(Stored data entries)
================

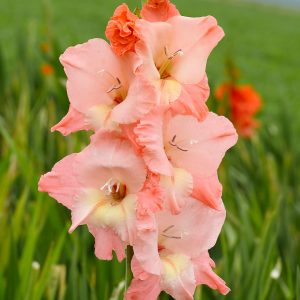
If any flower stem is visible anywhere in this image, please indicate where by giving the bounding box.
[125,245,134,294]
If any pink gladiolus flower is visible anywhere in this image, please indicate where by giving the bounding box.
[39,131,147,260]
[141,0,180,22]
[39,1,237,298]
[119,15,224,115]
[135,112,238,212]
[105,4,139,56]
[127,199,230,299]
[52,39,159,135]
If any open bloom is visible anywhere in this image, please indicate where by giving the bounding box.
[106,4,139,56]
[38,130,147,261]
[215,83,262,137]
[52,38,158,135]
[124,15,224,112]
[111,14,223,125]
[141,0,180,22]
[135,111,238,212]
[127,199,230,299]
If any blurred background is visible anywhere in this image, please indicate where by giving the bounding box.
[0,0,300,299]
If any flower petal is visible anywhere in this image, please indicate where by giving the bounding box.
[51,105,92,136]
[137,172,164,218]
[38,153,80,209]
[111,76,159,124]
[87,194,137,244]
[192,173,223,210]
[160,168,193,214]
[60,39,136,113]
[69,188,104,233]
[168,16,224,84]
[160,78,182,105]
[169,76,209,121]
[76,130,147,194]
[88,225,126,262]
[135,20,172,80]
[160,253,195,300]
[135,110,173,176]
[193,252,230,295]
[85,104,118,131]
[133,220,161,275]
[126,256,161,300]
[141,0,180,22]
[157,198,226,258]
[165,113,238,178]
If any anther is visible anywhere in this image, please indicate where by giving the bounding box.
[164,47,184,60]
[161,233,182,240]
[168,135,189,152]
[159,47,184,78]
[97,69,124,95]
[161,225,182,239]
[100,178,126,200]
[163,225,175,233]
[106,77,122,93]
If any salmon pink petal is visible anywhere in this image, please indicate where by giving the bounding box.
[157,199,226,258]
[141,0,180,22]
[111,76,159,124]
[192,174,223,210]
[160,168,193,214]
[38,153,80,209]
[69,188,104,233]
[119,123,142,153]
[134,110,172,176]
[160,78,182,105]
[134,176,163,275]
[126,257,161,300]
[170,76,209,121]
[168,16,224,84]
[160,253,195,300]
[51,106,92,136]
[76,131,146,194]
[137,172,164,218]
[87,194,138,244]
[85,104,118,131]
[193,252,230,295]
[60,39,135,113]
[135,20,172,80]
[165,113,238,178]
[88,225,126,262]
[133,221,161,275]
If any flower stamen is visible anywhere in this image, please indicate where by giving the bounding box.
[168,135,188,152]
[161,225,182,239]
[158,47,183,79]
[100,178,127,201]
[97,69,126,102]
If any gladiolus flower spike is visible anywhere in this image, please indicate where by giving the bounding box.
[38,1,238,299]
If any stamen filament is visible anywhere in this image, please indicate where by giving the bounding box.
[161,233,182,240]
[163,225,175,233]
[168,135,189,152]
[159,47,184,78]
[97,69,126,102]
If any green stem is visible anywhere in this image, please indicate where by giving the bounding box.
[125,246,134,293]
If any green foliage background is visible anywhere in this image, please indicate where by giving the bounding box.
[0,0,300,299]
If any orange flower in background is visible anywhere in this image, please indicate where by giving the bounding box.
[215,83,262,137]
[41,63,54,76]
[105,4,139,56]
[141,0,180,22]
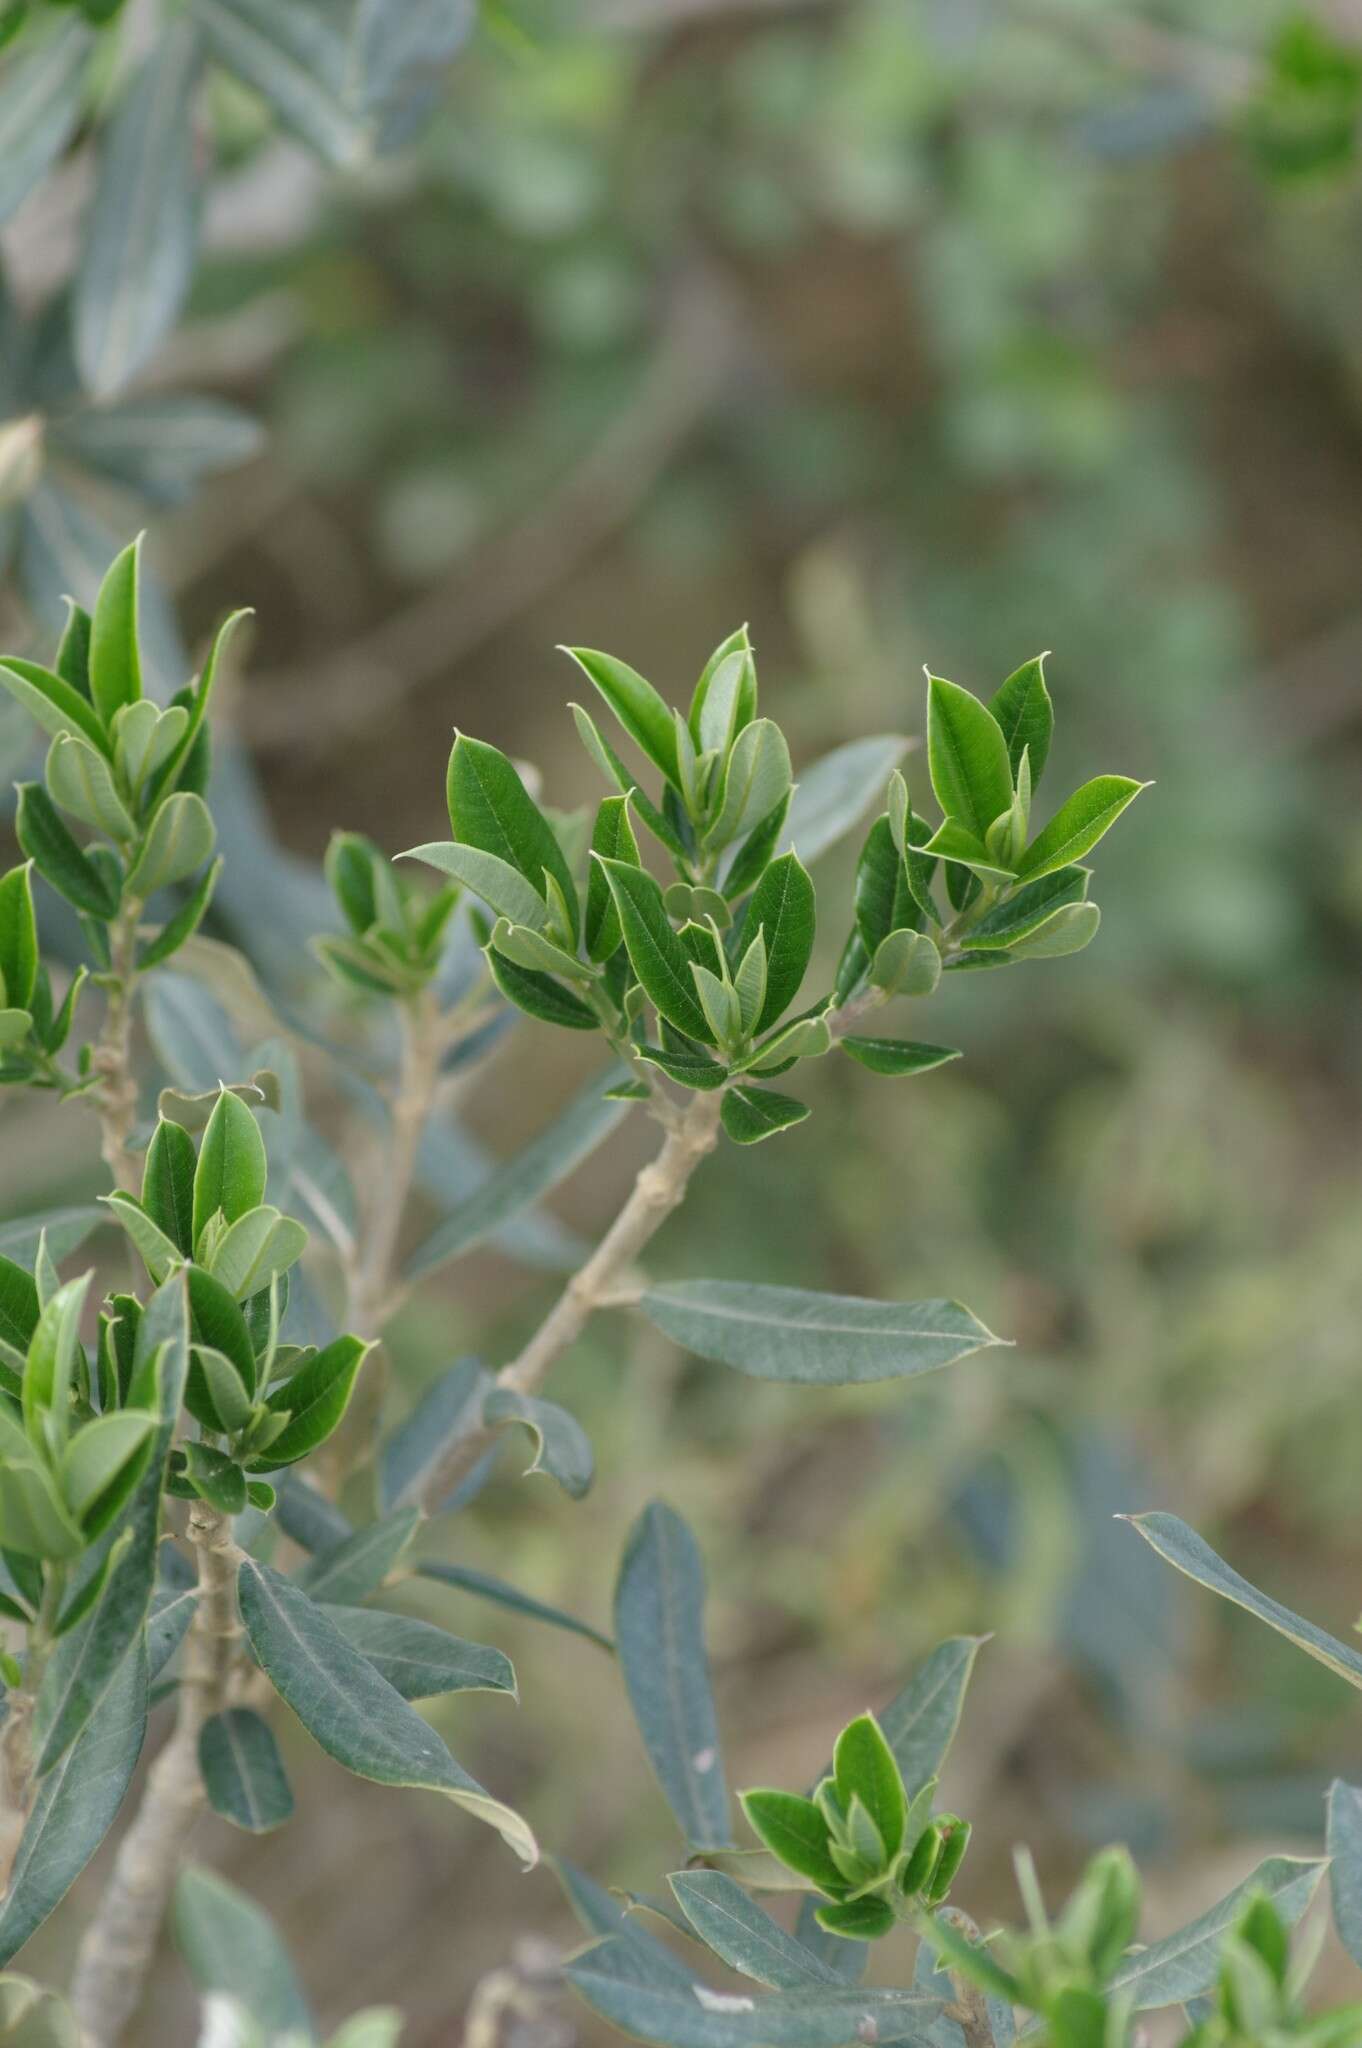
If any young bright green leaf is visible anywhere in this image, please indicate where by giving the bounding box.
[44,734,130,841]
[706,719,793,851]
[483,1387,594,1499]
[207,1206,308,1302]
[485,944,599,1031]
[870,928,940,998]
[1109,1856,1327,2009]
[721,1086,809,1146]
[966,867,1088,950]
[926,676,1013,841]
[186,1263,257,1399]
[297,1507,420,1607]
[15,784,120,920]
[638,1044,729,1091]
[615,1502,733,1852]
[596,857,714,1042]
[0,864,37,1015]
[237,1558,537,1864]
[324,1607,516,1702]
[1017,776,1148,883]
[585,794,640,963]
[23,1272,90,1453]
[87,537,143,727]
[112,700,188,794]
[855,817,922,955]
[142,1117,197,1257]
[0,658,110,754]
[561,646,679,785]
[173,1864,311,2044]
[740,1014,831,1074]
[0,1009,30,1050]
[739,852,814,1035]
[1004,901,1101,961]
[740,1790,843,1894]
[402,841,547,932]
[184,1442,248,1516]
[814,1897,896,1942]
[246,1335,372,1471]
[58,1412,155,1522]
[840,1038,959,1079]
[640,1282,1003,1385]
[149,607,251,805]
[0,1453,84,1562]
[488,916,592,983]
[446,733,577,940]
[691,626,756,748]
[919,819,1014,879]
[570,703,690,861]
[190,1348,254,1436]
[99,1193,182,1286]
[988,656,1053,786]
[1328,1781,1362,1971]
[1124,1513,1362,1689]
[832,1715,906,1862]
[193,1088,267,1248]
[125,791,216,898]
[199,1707,295,1834]
[136,856,222,972]
[668,1870,839,1988]
[0,1254,39,1360]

================

**Aim of the exercise:** If a record contains a picture, drop the picture and repeat the rest exactly.

**Exercise result:**
If any flower stem is visible anywhere in this image, please indicate where by giving the bounding box.
[125,245,134,294]
If any pink gladiolus flower is visible anywhere in this image, please indicate where by giving the bounding box.
[39,131,147,260]
[141,0,180,22]
[39,1,237,298]
[119,15,224,115]
[135,112,238,212]
[105,4,139,56]
[127,199,230,299]
[52,39,159,135]
If any open bloom is visible anywhere in this image, please indicate where by giving the bounding box.
[106,4,139,56]
[38,130,147,261]
[215,83,262,137]
[52,38,158,135]
[124,15,224,112]
[111,14,223,125]
[141,0,180,22]
[135,111,238,212]
[127,199,230,299]
If any blurred background is visible anywhere in this image, please indicate where by giving the bounding box.
[0,0,300,299]
If any flower petal is visible anywhere in this image, please indicate where by giving the bounding box.
[51,105,92,136]
[137,172,164,218]
[38,153,80,209]
[111,76,159,124]
[87,194,137,244]
[192,173,223,210]
[160,168,193,214]
[60,39,136,113]
[69,188,104,233]
[168,16,224,84]
[160,78,182,105]
[169,76,209,121]
[76,130,147,194]
[88,225,126,262]
[135,20,172,80]
[160,253,195,300]
[135,110,173,176]
[193,252,230,295]
[85,104,118,131]
[133,220,161,275]
[126,256,161,300]
[141,0,180,22]
[157,198,226,258]
[165,113,238,178]
If any anther is visible anywhere in this image, please indicate where by giving the bounding box.
[164,47,184,60]
[161,233,182,240]
[168,135,189,152]
[159,47,184,78]
[97,69,124,95]
[161,225,182,239]
[100,178,126,200]
[163,225,175,233]
[106,77,122,93]
If any salmon pink petal is visible anywhere in this image, please indicate where by giving the bounding box.
[157,199,226,258]
[141,0,180,22]
[111,76,159,124]
[192,174,223,210]
[160,168,193,214]
[38,153,80,209]
[69,188,104,233]
[119,123,142,153]
[134,110,172,176]
[160,78,182,105]
[134,176,163,275]
[126,257,161,300]
[170,76,209,121]
[168,16,224,84]
[160,253,195,300]
[51,106,92,136]
[76,131,146,194]
[137,172,164,218]
[87,194,138,244]
[85,104,118,131]
[193,252,230,295]
[60,39,135,113]
[135,20,172,80]
[165,113,238,178]
[88,225,126,262]
[133,221,161,275]
If any flower stamen is visible anywhere in this image, please indicate where by giving the bounding box.
[168,135,188,152]
[161,225,182,239]
[158,47,183,79]
[100,178,127,201]
[97,69,126,102]
If any gladiolus flower spike is visible anywhere in this image, please indicate where by giving the bounding box.
[38,1,238,299]
If any stamen filament is visible anywhere in this image, please indicate where by giving the bounding box.
[161,233,182,240]
[163,225,175,233]
[168,135,189,152]
[159,47,184,78]
[97,69,126,102]
If any green stem is visible anywhere in this image, please indicate where by giving the bounding box.
[125,246,134,293]
If any green foliage background is visible anywhere in this image, please indicate where by giving the bounding box.
[0,0,300,299]
If any orange flower in background is visible anywhere in this image, please indicate where by giving the bounding box.
[215,83,262,137]
[41,63,54,76]
[105,4,139,56]
[141,0,180,22]
If any young bright green leaf is visible anywhere in this image, please indicate where by giving the bounding box.
[44,734,130,841]
[706,719,793,851]
[483,1387,594,1499]
[207,1206,308,1302]
[485,944,599,1031]
[870,928,940,998]
[1109,1856,1327,2009]
[721,1086,809,1146]
[966,867,1088,950]
[926,676,1013,841]
[186,1263,257,1399]
[297,1507,420,1607]
[15,784,120,920]
[638,1044,729,1091]
[615,1502,733,1852]
[596,857,714,1042]
[0,864,37,1015]
[237,1558,537,1864]
[324,1607,516,1702]
[1017,776,1148,883]
[585,794,640,963]
[23,1272,90,1453]
[87,537,143,727]
[112,700,188,794]
[855,817,922,955]
[142,1117,197,1257]
[0,658,110,754]
[561,646,679,785]
[173,1864,311,2044]
[740,1014,831,1074]
[0,1009,30,1050]
[739,852,814,1035]
[1004,901,1101,961]
[740,1790,843,1894]
[402,841,547,932]
[184,1442,248,1516]
[814,1897,896,1942]
[246,1335,372,1471]
[58,1412,155,1522]
[840,1038,959,1079]
[640,1282,1003,1385]
[149,607,251,805]
[0,1453,84,1562]
[488,916,592,983]
[446,733,577,940]
[691,626,756,748]
[919,819,1014,879]
[570,703,690,861]
[190,1348,254,1436]
[99,1193,182,1286]
[988,656,1053,786]
[1328,1781,1362,1971]
[1124,1513,1362,1689]
[832,1715,906,1862]
[193,1088,267,1248]
[125,791,216,898]
[199,1707,295,1834]
[136,856,222,972]
[668,1870,839,1988]
[0,1254,39,1360]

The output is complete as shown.